Data supplied:
━━━━━━
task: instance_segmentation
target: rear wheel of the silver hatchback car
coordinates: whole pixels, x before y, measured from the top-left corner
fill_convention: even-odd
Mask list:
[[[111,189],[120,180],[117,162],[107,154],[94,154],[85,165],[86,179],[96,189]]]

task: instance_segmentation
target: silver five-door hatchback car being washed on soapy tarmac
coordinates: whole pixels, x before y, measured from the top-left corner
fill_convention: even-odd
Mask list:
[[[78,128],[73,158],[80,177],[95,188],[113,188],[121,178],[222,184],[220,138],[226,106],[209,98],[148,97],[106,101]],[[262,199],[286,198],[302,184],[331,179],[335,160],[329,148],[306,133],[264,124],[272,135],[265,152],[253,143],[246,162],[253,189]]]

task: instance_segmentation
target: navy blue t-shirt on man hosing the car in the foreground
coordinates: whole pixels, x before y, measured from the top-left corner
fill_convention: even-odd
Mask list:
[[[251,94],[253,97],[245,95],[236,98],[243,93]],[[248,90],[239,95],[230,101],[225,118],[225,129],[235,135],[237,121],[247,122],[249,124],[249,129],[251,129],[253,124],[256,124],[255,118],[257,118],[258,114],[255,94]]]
━━━━━━
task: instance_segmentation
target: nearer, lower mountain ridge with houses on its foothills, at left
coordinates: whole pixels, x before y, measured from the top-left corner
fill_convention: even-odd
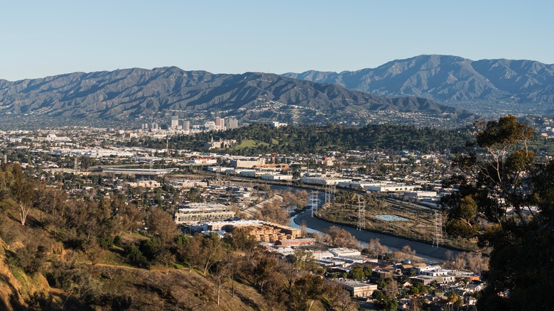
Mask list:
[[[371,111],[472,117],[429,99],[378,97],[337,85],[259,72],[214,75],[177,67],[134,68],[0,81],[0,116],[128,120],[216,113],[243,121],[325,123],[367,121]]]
━━━━━━
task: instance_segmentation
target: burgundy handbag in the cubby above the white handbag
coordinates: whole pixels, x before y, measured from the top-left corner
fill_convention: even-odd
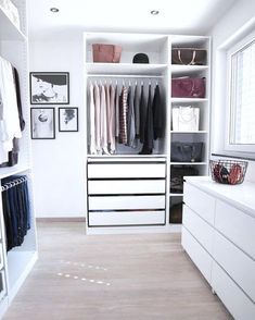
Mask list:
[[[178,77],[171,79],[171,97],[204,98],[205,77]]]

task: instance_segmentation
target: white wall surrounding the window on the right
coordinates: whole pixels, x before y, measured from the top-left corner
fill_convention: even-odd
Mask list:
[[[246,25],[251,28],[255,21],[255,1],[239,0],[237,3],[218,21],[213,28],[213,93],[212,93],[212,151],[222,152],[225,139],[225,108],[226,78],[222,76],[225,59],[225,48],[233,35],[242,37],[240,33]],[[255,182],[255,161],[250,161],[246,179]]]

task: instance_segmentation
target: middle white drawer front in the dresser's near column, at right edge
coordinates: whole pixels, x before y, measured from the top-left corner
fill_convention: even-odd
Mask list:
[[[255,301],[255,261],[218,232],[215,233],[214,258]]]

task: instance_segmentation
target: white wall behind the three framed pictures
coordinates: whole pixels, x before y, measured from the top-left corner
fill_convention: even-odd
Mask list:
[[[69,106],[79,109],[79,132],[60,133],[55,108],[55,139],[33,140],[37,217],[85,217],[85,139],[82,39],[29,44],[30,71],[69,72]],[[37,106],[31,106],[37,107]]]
━━━━━━
What you have to do:
In the listing, find all lines with the string "wall" and copy them.

Response for this exercise:
target: white wall surrounding the window on the right
target: white wall behind the three framed pictures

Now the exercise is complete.